#### Given records ####

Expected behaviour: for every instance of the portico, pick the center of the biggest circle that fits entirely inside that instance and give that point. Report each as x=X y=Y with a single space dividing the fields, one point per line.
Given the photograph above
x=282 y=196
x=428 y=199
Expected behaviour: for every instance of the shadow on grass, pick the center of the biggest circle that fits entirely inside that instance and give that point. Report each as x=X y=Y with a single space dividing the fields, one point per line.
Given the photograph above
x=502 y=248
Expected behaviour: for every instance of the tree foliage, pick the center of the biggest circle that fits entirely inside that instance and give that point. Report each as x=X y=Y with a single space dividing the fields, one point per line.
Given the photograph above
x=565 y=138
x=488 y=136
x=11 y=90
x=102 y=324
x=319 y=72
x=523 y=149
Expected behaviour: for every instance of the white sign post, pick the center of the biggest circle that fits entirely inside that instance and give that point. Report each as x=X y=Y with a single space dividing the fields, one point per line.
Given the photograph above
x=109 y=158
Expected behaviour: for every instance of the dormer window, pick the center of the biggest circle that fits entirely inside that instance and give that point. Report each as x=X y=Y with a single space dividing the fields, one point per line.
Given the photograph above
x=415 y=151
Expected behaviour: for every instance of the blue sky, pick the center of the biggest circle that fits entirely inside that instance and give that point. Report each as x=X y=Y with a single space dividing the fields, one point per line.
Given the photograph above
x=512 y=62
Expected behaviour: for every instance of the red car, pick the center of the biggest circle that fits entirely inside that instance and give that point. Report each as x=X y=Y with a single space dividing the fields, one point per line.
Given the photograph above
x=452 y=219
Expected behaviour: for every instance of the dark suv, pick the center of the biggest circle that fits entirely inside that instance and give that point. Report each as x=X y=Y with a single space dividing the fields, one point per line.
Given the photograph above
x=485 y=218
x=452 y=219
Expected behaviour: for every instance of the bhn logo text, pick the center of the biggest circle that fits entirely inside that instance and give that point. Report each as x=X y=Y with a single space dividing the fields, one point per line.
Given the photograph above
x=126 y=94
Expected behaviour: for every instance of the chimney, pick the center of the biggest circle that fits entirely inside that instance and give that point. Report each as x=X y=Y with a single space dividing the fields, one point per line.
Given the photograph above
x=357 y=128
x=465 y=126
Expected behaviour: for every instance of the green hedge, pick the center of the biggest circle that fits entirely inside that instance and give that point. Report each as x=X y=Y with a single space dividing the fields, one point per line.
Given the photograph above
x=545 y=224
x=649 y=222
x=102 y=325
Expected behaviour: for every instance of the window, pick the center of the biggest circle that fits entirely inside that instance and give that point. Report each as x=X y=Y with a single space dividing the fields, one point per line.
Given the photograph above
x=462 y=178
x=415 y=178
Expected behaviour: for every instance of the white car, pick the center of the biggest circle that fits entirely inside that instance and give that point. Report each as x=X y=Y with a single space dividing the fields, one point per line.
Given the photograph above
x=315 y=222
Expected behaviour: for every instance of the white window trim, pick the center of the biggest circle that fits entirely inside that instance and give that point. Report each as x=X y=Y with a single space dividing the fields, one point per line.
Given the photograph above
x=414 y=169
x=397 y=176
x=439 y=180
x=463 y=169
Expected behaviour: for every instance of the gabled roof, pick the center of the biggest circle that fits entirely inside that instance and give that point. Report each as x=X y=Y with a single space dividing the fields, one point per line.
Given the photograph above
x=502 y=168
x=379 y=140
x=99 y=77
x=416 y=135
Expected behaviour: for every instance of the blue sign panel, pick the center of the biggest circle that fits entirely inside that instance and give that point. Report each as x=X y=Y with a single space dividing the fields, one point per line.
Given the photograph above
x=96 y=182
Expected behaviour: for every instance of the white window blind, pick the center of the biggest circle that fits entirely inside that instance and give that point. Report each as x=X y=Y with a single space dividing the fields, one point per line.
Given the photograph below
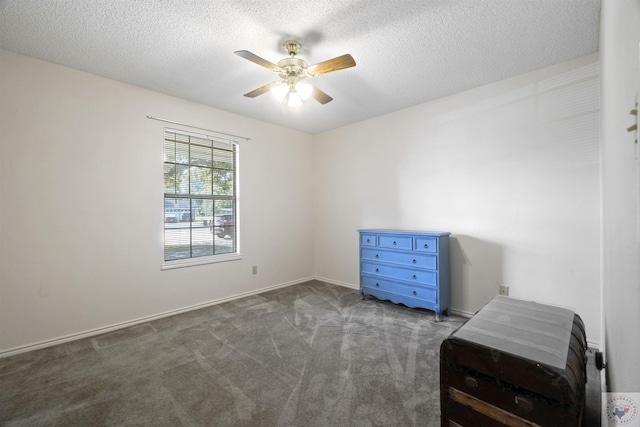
x=200 y=183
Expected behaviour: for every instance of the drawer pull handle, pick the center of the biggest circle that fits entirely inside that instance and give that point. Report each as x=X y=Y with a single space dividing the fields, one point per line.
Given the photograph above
x=471 y=382
x=524 y=403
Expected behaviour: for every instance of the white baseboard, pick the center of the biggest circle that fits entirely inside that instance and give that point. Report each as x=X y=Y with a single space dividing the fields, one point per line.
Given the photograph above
x=116 y=326
x=338 y=283
x=111 y=328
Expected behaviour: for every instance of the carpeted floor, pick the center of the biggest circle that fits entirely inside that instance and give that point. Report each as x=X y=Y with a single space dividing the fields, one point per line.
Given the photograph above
x=311 y=354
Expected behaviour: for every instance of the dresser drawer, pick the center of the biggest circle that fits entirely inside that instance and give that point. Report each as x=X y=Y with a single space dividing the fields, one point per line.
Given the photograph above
x=368 y=239
x=403 y=258
x=413 y=292
x=424 y=277
x=396 y=242
x=427 y=244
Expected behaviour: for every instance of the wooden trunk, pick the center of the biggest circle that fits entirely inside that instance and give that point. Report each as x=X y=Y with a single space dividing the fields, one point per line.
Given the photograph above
x=515 y=363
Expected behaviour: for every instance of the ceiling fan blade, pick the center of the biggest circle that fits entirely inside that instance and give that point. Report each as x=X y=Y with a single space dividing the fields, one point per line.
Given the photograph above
x=260 y=61
x=262 y=89
x=335 y=64
x=320 y=96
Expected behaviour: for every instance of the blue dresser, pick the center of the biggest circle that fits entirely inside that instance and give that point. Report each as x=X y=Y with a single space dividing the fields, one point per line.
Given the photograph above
x=408 y=267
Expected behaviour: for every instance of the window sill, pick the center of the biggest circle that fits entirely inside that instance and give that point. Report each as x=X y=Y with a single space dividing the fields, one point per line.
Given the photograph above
x=171 y=265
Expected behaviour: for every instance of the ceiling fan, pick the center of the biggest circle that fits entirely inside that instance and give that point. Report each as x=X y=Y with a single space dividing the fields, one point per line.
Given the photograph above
x=291 y=89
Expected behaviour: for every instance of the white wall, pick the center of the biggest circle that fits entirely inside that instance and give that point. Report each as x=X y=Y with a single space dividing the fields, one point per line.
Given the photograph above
x=511 y=169
x=620 y=39
x=82 y=204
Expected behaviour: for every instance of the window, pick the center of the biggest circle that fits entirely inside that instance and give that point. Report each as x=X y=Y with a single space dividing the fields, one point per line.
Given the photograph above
x=200 y=185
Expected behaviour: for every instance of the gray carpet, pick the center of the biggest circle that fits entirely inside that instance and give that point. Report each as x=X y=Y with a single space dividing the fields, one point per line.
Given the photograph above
x=311 y=354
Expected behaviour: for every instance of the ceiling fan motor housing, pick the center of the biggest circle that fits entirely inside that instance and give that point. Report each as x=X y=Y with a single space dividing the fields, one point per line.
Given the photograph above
x=292 y=68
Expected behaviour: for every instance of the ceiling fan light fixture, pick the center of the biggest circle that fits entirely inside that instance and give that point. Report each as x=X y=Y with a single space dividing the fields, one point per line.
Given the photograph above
x=292 y=69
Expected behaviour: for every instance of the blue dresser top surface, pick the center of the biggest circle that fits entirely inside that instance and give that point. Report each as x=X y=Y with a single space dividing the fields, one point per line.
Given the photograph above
x=412 y=232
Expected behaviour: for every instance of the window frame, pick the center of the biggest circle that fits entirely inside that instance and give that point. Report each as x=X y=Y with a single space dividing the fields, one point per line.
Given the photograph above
x=234 y=198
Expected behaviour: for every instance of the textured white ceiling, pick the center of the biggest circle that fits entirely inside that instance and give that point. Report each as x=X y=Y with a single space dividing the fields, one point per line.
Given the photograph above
x=407 y=51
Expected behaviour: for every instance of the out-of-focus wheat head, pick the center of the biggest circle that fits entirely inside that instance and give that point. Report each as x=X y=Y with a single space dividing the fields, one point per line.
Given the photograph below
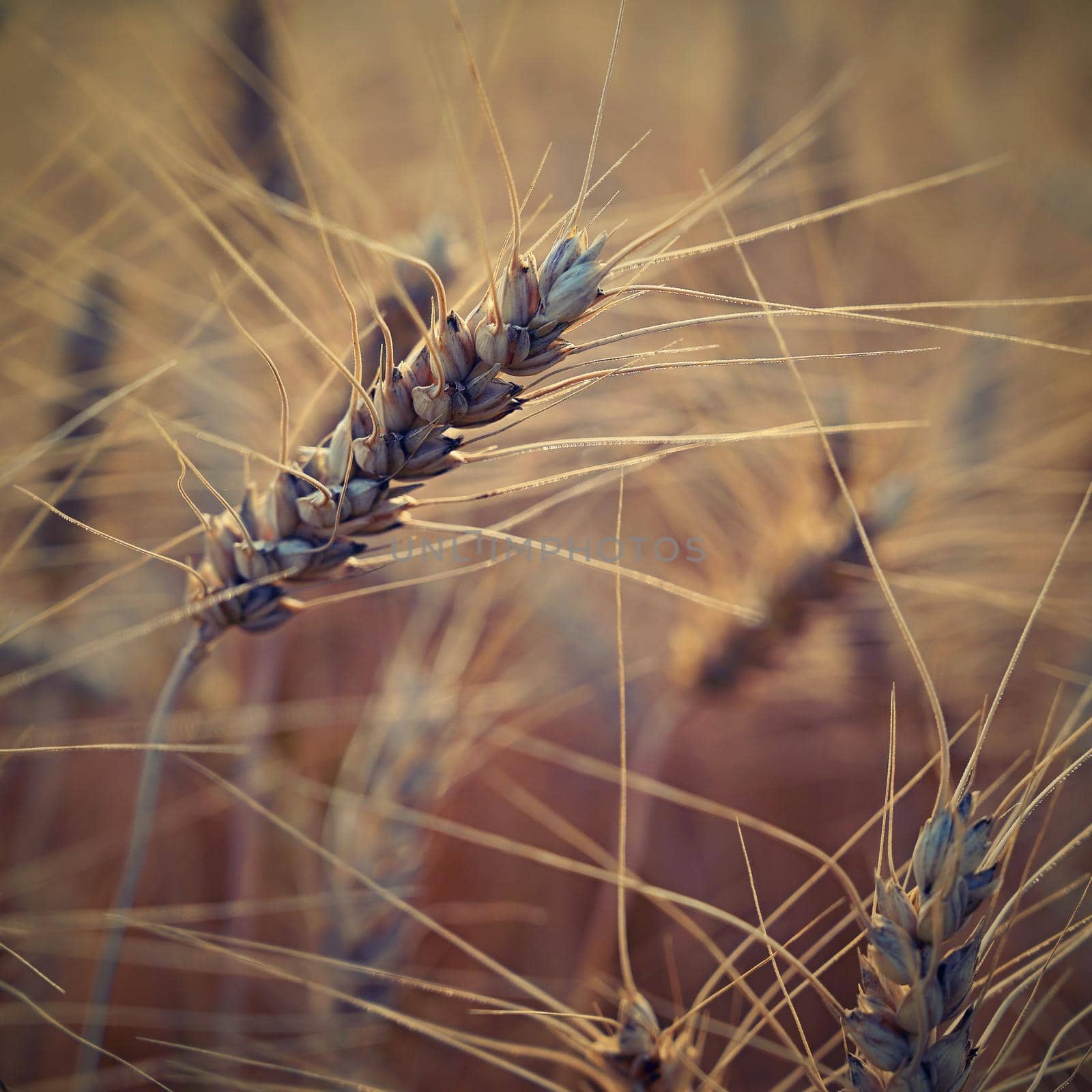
x=404 y=872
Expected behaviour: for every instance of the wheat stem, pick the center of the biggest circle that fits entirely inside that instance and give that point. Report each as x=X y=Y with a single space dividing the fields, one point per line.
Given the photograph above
x=147 y=791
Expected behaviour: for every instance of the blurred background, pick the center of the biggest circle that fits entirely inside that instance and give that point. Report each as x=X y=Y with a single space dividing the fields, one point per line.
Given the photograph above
x=407 y=731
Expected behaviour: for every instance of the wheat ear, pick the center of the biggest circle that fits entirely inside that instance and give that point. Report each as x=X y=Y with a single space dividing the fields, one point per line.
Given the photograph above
x=911 y=986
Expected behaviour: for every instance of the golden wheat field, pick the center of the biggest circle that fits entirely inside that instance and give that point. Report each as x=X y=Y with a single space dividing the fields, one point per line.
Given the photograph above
x=544 y=545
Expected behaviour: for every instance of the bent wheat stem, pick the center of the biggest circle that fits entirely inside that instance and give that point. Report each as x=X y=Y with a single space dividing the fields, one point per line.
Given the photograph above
x=147 y=791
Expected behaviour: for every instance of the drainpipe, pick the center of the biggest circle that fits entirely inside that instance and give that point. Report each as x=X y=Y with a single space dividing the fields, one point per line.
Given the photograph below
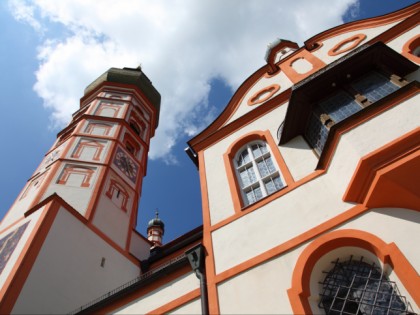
x=196 y=258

####

__Task description__
Turn the part of the rows that opens with the line containing "window blind, pick" and closes with the line containing "x=524 y=403" into a two-column CSV headed task and answer. Give one CSV line per row, put each value in a single quoted field with its line breaks changed to spaces, and leave the pictures out.

__Response__
task,answer
"Expected behaviour: for every instance of the white window blind, pick the center of the biggest circle that fits entirely inside that instance and give that point. Report each as x=X y=Y with a single space dividing the fields, one point per line. Given the photograph below","x=200 y=183"
"Expected behaviour: for every instance of the drawer pull handle, pick the center of the biggest circle that fits entirely inside that instance and give that point. Report each as x=X y=Y with a single space dividing the fields, one point per line. Given the photograph above","x=471 y=382 x=524 y=403"